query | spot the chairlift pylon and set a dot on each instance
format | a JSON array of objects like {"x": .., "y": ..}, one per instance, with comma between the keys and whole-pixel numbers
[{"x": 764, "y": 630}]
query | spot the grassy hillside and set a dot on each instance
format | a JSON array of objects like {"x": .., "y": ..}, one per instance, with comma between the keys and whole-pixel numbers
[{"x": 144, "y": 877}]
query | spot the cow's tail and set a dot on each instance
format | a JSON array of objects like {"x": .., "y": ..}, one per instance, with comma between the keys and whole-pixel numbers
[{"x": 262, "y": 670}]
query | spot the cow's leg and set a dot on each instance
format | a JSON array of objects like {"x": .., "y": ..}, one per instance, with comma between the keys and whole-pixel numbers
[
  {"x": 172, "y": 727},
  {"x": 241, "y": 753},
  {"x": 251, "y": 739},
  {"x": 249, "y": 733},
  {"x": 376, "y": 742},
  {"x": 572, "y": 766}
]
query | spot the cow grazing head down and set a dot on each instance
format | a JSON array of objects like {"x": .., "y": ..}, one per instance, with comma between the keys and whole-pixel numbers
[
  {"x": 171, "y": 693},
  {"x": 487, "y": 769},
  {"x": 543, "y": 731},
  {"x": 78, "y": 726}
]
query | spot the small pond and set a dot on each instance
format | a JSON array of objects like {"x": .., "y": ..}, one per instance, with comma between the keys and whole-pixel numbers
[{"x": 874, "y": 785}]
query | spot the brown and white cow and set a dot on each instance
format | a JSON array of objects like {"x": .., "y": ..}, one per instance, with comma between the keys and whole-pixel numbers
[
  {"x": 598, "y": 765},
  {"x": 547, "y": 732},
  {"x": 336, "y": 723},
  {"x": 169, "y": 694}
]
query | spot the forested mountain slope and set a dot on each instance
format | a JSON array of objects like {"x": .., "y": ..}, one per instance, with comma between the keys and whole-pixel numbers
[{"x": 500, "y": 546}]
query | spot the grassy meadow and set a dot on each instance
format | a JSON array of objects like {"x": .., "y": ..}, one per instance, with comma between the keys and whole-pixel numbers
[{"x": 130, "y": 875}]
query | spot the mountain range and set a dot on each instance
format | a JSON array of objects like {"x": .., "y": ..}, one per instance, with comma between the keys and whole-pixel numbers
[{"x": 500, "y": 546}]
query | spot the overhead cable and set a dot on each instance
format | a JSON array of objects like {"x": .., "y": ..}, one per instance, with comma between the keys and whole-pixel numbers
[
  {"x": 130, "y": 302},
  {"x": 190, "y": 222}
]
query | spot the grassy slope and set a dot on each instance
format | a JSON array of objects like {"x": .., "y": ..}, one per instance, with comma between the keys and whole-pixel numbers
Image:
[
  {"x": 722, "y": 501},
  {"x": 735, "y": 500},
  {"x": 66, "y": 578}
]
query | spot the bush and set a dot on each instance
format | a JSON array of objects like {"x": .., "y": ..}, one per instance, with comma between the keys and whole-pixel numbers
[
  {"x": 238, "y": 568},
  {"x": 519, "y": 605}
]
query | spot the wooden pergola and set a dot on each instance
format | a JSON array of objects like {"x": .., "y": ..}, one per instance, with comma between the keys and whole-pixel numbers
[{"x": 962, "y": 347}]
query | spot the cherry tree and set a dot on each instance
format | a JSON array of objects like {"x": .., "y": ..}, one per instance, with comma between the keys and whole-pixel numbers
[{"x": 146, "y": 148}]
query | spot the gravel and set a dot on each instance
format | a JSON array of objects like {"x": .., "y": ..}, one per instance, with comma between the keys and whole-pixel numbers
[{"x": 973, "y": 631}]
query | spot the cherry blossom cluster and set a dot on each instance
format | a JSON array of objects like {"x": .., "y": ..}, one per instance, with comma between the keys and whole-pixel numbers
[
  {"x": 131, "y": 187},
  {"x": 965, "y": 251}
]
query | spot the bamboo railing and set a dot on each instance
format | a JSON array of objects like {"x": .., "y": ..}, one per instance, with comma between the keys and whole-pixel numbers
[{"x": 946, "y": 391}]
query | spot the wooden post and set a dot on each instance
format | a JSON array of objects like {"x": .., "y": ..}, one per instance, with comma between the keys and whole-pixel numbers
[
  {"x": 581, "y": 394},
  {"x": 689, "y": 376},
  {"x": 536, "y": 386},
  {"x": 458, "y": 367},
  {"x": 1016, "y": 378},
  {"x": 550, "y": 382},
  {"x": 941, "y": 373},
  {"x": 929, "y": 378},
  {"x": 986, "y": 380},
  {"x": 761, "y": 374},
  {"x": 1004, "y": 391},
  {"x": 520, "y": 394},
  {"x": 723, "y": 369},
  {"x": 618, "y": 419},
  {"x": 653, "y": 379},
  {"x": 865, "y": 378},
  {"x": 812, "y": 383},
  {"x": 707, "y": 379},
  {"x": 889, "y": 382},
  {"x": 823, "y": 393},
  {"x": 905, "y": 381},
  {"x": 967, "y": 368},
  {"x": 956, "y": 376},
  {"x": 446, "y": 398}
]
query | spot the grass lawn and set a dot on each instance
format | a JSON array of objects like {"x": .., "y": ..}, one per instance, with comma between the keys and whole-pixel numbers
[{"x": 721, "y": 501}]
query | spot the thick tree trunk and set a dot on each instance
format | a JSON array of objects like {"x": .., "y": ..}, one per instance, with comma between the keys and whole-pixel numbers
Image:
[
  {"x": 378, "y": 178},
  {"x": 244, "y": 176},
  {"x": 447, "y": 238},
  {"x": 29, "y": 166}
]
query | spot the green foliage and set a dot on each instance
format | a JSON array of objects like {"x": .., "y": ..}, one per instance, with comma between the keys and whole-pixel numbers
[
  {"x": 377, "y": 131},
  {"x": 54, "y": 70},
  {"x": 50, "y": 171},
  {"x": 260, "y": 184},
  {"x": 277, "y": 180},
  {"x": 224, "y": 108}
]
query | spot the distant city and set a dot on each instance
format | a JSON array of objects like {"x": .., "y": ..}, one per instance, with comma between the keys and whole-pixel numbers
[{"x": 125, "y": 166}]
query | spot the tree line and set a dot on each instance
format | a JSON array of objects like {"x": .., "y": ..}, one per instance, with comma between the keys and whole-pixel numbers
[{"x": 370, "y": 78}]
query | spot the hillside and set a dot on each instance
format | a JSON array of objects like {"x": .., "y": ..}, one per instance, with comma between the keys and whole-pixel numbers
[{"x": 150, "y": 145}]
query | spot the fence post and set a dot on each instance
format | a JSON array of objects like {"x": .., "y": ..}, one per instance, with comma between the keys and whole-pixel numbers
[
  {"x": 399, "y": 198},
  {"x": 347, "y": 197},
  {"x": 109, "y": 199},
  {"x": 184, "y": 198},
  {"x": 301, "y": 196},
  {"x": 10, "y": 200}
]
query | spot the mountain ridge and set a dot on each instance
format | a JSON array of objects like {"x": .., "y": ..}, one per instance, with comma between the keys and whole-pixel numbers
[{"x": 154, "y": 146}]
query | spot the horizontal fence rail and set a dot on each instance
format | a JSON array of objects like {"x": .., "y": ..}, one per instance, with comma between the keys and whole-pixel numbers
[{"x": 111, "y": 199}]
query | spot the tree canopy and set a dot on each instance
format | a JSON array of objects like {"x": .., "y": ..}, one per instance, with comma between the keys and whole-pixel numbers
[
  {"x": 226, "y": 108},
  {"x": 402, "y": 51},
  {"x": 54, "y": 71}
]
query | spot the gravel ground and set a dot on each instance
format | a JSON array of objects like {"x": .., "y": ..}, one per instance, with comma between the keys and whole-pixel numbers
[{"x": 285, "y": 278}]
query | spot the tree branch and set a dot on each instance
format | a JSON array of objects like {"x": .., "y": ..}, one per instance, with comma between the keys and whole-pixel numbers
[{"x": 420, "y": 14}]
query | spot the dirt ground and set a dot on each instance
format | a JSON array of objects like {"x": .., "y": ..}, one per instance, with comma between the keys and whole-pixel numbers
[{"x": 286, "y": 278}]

## Directions for this task
Above are the entries; repeat their lines exactly, from the first through the one that contains "query | spot the small".

## Exercise solution
query | spot the chairlift pylon and set a dot on each instance
format | a JSON array of objects like {"x": .., "y": ..}, one per instance, with comma between the keys and whole-pixel numbers
[{"x": 764, "y": 630}]
query | spot the grassy hillside and set a dot on each instance
format | a JSON array of objects like {"x": .., "y": ..}, one per instance, with comma between the keys and whole-pixel numbers
[{"x": 144, "y": 877}]
query | spot the cow's tail and set a dot on each instance
format | a JSON array of objects like {"x": .., "y": ..}, one per instance, with comma between the keys and whole-pixel numbers
[{"x": 262, "y": 670}]
query | spot the cow's leg and set a dot on each instance
format | a JSON array of objects like {"x": .., "y": ..}, one per instance, with comma between the keys and whole-pixel numbers
[
  {"x": 172, "y": 727},
  {"x": 241, "y": 753},
  {"x": 251, "y": 739},
  {"x": 249, "y": 733},
  {"x": 376, "y": 742},
  {"x": 572, "y": 766}
]
query | spot the cow grazing head down and set a dot on each instance
format | a JSON array of objects like {"x": .., "y": ..}, one per instance, with comma between the keys and whole-pixel numbers
[
  {"x": 171, "y": 693},
  {"x": 487, "y": 769},
  {"x": 543, "y": 731},
  {"x": 78, "y": 726}
]
query | spot the small pond and set a dot on each instance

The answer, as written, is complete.